__BRIEF__:
Counting only lines that contain the word "ceiling", state the total for the listing below and nothing else.
#####
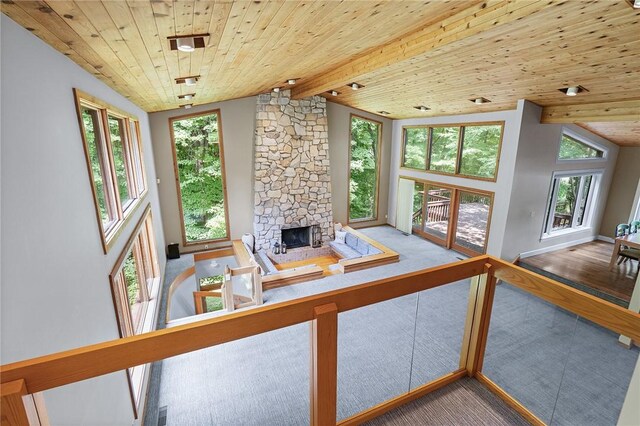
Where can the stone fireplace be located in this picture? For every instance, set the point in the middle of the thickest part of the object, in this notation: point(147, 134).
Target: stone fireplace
point(292, 180)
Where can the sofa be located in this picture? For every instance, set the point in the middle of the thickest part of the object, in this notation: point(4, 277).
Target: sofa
point(353, 247)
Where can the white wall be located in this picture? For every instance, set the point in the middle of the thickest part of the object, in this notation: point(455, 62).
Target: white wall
point(339, 117)
point(535, 164)
point(501, 187)
point(54, 279)
point(238, 127)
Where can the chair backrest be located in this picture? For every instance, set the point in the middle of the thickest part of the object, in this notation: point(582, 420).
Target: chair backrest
point(622, 229)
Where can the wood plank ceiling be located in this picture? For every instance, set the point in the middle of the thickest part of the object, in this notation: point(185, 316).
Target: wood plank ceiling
#####
__ANSWER BOX__:
2